[Bereitgestellter Text]:

────────────────

Auf St. Pauli schwärmen sie noch heute von dem Tag, als sie den Weltpokalsieger stürzten. Man schrieb den 6. Februar 2002. Englische Woche, ein Mittwochabend unter Flutlichtatmosphäre.
Eine historische Bayern-Demütigung
Der FC Bayern kam damals als dreifacher Titelträger ans Millerntor: Meister, Champions-League-Sieger und seit November 2001 auch als Weltpokalsieger.
Der FC St. Pauli wiederum war der kleine Fahrstuhl-Klub, der er immer war, freute sich noch über seinen dritten Aufstieg und machte sich auf Platz 18 auch schon wieder auf den nächsten Abstieg gefasst.
Aber es galt noch mitzunehmen, was zu kriegen war: zum Beispiel den Skalp der Bayern, die als Tabellenvierter schon eine echte Krise hatten.

────────────────

[Aufgeführte Zeilen]:
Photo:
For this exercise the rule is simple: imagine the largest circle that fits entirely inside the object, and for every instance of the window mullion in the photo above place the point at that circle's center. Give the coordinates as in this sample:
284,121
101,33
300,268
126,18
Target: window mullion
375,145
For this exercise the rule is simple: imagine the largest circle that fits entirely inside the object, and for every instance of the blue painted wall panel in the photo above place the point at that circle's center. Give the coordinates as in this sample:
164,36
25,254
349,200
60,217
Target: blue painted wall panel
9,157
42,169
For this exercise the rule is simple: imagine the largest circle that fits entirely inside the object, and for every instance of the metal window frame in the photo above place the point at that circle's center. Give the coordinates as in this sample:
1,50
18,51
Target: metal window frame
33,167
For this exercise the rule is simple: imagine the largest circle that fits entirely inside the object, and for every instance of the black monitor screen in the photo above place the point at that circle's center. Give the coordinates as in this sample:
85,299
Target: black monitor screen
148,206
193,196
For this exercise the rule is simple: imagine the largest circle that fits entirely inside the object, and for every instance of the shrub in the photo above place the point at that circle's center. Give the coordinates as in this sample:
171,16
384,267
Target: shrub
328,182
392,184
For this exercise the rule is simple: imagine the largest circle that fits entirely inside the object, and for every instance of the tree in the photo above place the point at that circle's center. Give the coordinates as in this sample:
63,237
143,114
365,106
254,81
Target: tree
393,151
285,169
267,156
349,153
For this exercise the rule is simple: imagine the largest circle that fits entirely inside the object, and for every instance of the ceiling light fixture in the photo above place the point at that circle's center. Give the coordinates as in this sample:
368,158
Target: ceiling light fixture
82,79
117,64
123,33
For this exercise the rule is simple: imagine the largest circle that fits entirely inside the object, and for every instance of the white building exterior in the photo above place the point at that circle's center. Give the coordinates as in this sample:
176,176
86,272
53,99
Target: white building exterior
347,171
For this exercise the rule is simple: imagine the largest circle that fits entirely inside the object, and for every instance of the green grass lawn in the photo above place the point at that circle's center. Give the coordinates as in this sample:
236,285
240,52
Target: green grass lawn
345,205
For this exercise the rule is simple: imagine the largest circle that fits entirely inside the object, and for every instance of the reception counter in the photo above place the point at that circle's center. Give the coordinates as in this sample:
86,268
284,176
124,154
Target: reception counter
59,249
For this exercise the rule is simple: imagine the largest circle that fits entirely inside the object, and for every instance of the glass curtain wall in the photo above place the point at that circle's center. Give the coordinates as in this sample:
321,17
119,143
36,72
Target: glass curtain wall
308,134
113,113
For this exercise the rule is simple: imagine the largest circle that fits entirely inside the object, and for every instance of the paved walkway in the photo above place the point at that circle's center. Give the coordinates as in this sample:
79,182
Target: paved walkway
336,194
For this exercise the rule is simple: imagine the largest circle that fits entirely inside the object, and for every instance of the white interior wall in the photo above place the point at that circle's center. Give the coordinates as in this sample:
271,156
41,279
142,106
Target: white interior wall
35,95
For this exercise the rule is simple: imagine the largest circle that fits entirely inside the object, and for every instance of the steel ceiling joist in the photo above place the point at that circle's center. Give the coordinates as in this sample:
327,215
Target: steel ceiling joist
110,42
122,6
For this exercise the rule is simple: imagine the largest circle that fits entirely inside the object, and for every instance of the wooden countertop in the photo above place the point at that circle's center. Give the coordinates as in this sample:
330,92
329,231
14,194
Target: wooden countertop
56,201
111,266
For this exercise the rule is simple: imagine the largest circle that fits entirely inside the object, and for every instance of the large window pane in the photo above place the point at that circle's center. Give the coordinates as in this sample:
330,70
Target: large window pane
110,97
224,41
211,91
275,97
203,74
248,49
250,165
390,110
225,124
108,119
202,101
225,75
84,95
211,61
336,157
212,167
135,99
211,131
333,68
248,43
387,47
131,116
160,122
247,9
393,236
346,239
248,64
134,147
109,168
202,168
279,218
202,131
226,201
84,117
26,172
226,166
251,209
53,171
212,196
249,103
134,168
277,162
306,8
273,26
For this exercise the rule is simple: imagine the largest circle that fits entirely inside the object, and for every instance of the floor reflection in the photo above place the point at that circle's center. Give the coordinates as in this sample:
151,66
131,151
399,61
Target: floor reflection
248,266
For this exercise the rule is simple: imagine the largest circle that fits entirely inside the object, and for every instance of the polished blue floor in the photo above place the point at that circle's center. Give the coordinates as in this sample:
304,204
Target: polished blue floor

────────────────

[Aufgabenliste]:
1. Übernehmen Sie aus dem Text über das Spiel des FC St. Pauli gegen den FC Bayern wortgetreu den Abschnitt, der bei „Auf St. Pauli“ beginnt und bei „nächsten Abstieg gefasst.“ endet.
2. Auf welchem Tabellenplatz stand der FC St. Pauli laut dem Text über das Spiel gegen den FC Bayern?
Die Zeilen sind eigenständiges Material und gehören nicht zum Text.

[Ergebnisse je Aufgabe]:
1.
Auf St. Pauli schwärmen sie noch heute von dem Tag, als sie den Weltpokalsieger stürzten. Man schrieb den 6. Februar 2002. Englische Woche, ein Mittwochabend unter Flutlichtatmosphäre.
Eine historische Bayern-Demütigung
Der FC Bayern kam damals als dreifacher Titelträger ans Millerntor: Meister, Champions-League-Sieger und seit November 2001 auch als Weltpokalsieger.
Der FC St. Pauli wiederum war der kleine Fahrstuhl-Klub, der er immer war, freute sich noch über seinen dritten Aufstieg und machte sich auf Platz 18 auch schon wieder auf den nächsten Abstieg gefasst.

2. Auf Platz 18.